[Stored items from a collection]
|---|
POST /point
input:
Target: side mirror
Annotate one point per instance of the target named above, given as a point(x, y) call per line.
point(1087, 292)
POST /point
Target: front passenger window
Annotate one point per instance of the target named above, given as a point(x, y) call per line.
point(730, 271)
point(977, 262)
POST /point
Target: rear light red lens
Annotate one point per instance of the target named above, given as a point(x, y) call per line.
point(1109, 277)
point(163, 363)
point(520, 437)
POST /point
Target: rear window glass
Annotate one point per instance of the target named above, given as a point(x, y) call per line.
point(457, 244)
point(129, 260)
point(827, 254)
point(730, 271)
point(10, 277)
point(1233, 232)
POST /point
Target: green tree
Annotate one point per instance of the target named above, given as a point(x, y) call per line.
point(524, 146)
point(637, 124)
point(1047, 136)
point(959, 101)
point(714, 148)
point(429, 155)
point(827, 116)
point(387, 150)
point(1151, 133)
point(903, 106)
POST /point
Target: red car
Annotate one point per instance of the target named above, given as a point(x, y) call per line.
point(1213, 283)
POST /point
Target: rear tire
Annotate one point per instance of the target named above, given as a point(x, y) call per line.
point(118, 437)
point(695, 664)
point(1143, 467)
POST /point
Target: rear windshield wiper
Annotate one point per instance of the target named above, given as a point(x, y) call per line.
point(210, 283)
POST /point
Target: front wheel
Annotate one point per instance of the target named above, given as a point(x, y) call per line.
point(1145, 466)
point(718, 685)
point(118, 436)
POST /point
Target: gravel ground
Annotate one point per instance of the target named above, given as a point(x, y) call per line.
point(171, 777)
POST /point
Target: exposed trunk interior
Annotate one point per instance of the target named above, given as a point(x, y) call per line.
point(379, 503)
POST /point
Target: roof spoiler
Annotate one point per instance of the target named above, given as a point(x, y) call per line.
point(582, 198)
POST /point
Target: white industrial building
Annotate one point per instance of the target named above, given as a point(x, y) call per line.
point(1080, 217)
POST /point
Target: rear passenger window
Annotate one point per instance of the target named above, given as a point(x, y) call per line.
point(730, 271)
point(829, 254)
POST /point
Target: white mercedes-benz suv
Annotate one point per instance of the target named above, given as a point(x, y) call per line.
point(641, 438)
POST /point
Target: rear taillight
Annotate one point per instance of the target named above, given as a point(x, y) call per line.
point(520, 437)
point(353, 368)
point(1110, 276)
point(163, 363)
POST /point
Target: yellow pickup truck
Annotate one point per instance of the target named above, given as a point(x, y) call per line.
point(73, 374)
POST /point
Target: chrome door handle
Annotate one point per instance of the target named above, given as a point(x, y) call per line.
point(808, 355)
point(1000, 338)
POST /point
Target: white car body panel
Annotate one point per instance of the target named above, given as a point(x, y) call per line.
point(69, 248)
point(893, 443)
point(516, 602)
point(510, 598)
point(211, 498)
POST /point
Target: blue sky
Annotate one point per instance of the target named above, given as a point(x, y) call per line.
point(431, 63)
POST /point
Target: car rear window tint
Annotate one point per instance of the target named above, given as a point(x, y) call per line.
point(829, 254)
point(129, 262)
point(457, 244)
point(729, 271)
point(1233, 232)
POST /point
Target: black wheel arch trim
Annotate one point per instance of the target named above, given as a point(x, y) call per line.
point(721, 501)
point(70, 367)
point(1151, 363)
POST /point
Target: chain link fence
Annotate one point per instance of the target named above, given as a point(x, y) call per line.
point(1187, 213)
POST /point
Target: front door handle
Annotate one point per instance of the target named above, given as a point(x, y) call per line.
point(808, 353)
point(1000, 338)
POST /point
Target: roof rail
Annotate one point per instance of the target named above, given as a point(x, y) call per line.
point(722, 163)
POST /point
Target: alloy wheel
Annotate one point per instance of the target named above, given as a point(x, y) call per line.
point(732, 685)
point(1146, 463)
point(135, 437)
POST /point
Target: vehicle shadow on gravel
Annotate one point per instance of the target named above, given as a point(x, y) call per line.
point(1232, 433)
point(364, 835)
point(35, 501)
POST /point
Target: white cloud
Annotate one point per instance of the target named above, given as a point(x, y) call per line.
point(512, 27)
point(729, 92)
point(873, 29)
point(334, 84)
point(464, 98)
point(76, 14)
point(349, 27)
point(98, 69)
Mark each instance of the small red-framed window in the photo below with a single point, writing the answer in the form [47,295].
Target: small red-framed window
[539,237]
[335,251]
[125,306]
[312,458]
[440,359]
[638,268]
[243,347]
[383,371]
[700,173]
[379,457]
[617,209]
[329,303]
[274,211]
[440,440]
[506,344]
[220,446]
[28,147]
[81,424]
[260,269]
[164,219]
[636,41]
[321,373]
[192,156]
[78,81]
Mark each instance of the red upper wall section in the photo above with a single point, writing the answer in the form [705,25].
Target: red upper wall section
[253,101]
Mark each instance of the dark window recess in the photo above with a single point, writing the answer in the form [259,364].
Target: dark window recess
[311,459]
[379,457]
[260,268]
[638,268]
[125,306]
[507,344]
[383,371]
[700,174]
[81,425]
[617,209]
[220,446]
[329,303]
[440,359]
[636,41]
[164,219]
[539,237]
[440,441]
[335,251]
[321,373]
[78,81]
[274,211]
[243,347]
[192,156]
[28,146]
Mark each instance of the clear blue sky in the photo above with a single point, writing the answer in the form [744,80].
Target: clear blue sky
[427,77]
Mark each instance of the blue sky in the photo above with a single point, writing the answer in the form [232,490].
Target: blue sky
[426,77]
|---|
[Action item] The records need to be set down again without a single difference.

[Finished task]
POST /point
input:
Target: side mirror
Annotate one point per instance of the target named above, given as a point(x, y) call per line.
point(1087, 292)
POST /point
Target: front passenger window
Annotate one point per instance of the target named above, given as a point(x, y) call per line.
point(730, 271)
point(977, 262)
POST /point
Target: rear light red lens
Annotate one point per instance of the target named above, given as a point(x, y) call per line.
point(1109, 277)
point(163, 363)
point(520, 437)
POST /point
Target: rear window glass
Annotate one point per instance of the target named above, given as a point(x, y) call per line.
point(457, 244)
point(129, 260)
point(827, 254)
point(730, 271)
point(10, 277)
point(1233, 232)
POST /point
Target: green tree
Annotate one point per instance of the target named above, given as a point(x, y) call per line.
point(524, 146)
point(637, 124)
point(1047, 136)
point(959, 101)
point(714, 148)
point(429, 155)
point(827, 116)
point(387, 150)
point(1151, 133)
point(903, 106)
POST /point
Target: red car
Annotate one point per instance of the target named above, given as a point(x, y) call per line.
point(1213, 283)
POST /point
Target: rear tire
Annotate one point per instance of the target named above, given as a point(x, y) call per line.
point(118, 437)
point(695, 664)
point(1143, 467)
POST /point
Target: rear windshield wiper
Annotate one point per instance of the target named above, given as a point(x, y) call per line.
point(210, 283)
POST /point
Target: front wheel
Annotate one point per instance of the target named above, given as a point(x, y) call per line.
point(1145, 466)
point(718, 685)
point(118, 436)
POST /point
Target: gravel ground
Annotate one point per instance of the target named above, given as a point(x, y) call per line.
point(171, 777)
POST /point
Target: exposed trunk interior
Annotate one point per instance of the target named above, given as a point(x, y) call per line.
point(379, 503)
POST /point
Target: roof spoiler
Annotate one point per instance of the target named above, given as a point(x, y) call per line.
point(582, 198)
POST /point
Target: white industrial building
Annotate one point per instance of the target named above, given as a point(x, y) call per line.
point(1080, 217)
POST /point
Target: rear passenger window
Annotate one point per instance of the target named above, given as a point(x, y) call per line.
point(730, 271)
point(829, 254)
POST /point
Target: white mercedes-benz suv
Annotate one point per instance of the target named above, given as a point(x, y) call per line.
point(641, 438)
POST /point
Target: rear taillight
Annotate one point per instance of the target named above, given as a point(x, y) call per line.
point(520, 437)
point(353, 368)
point(1110, 276)
point(163, 363)
POST /point
Target: yellow pickup truck
Annotate one point per instance of the target named above, given as a point(x, y) call per line.
point(73, 374)
POST /point
Target: chrome door handle
Annotate one point per instance of the target named above, given as a point(x, y) call per line.
point(808, 355)
point(1000, 338)
POST /point
Target: white car body panel
Annotate one point per instance of the target named above, given as a point(x, y) call per line.
point(69, 248)
point(893, 443)
point(516, 602)
point(510, 598)
point(211, 498)
POST /point
Target: blue sky
Annotate one point per instance of the target named above, given as a point(x, y) call per line.
point(431, 63)
POST /point
Target: car rear window tint
Annotate one point per instance of the target named above, given as a point(x, y) call per line.
point(829, 254)
point(129, 262)
point(457, 244)
point(729, 271)
point(1233, 232)
POST /point
Target: black wheel arch trim
Annotate one point per instance of the target named above, given as a point(x, y) call per line.
point(721, 501)
point(70, 367)
point(1151, 363)
POST /point
Target: chain link fence
Annotate one point per instance of the target named above, given as a point(x, y) call per line.
point(1187, 213)
POST /point
Target: front door handle
Annotate one point per instance of the target named above, given as a point(x, y) call per line.
point(808, 353)
point(1000, 338)
POST /point
Target: roof rail
Annotate one point per instance of the target named above, given as a point(x, y) call per line.
point(722, 163)
POST /point
Target: alloy wheel
Annotate one point per instance of the target named above, given as a point(x, y) call per line.
point(732, 685)
point(1146, 463)
point(135, 437)
POST /point
Target: vehicle shadow on gravel
Annotate one point per instance of the target named above, given as a point(x, y) call per line.
point(1232, 433)
point(364, 835)
point(35, 501)
POST /point
Target: white cloud
Annotate one point per instance of the target named above, given as a point(x, y) call per line.
point(512, 27)
point(729, 92)
point(873, 29)
point(334, 84)
point(464, 98)
point(76, 14)
point(349, 27)
point(98, 69)
Mark each instance of the small red-framed window in the photo below with a single point, writing the answer in the form [47,295].
Target: small red-framed window
[539,237]
[335,251]
[125,306]
[312,458]
[440,359]
[638,268]
[243,347]
[383,371]
[700,173]
[379,457]
[617,209]
[329,303]
[274,211]
[440,440]
[506,344]
[220,446]
[28,147]
[81,424]
[260,269]
[164,219]
[636,41]
[321,373]
[192,156]
[78,81]
Mark each instance of the red upper wall section in the photo above with a single point, writing the answer in the form [705,25].
Target: red upper wall section
[253,101]
Mark each instance of the dark window recess in the photo above with a single point, writing the answer in the form [259,364].
Target: dark window recess
[311,459]
[379,457]
[260,268]
[638,268]
[125,306]
[507,344]
[383,371]
[700,174]
[81,425]
[617,209]
[220,446]
[329,303]
[440,359]
[636,41]
[164,219]
[539,237]
[440,441]
[335,251]
[321,373]
[78,81]
[274,211]
[243,347]
[192,156]
[28,146]
Mark each instance of the clear blue sky in the photo above with a single point, writing the answer in the form [744,80].
Target: clear blue sky
[427,77]
Mark each instance of the blue sky in the photo above with a single point, writing the answer in the form [232,490].
Target: blue sky
[426,77]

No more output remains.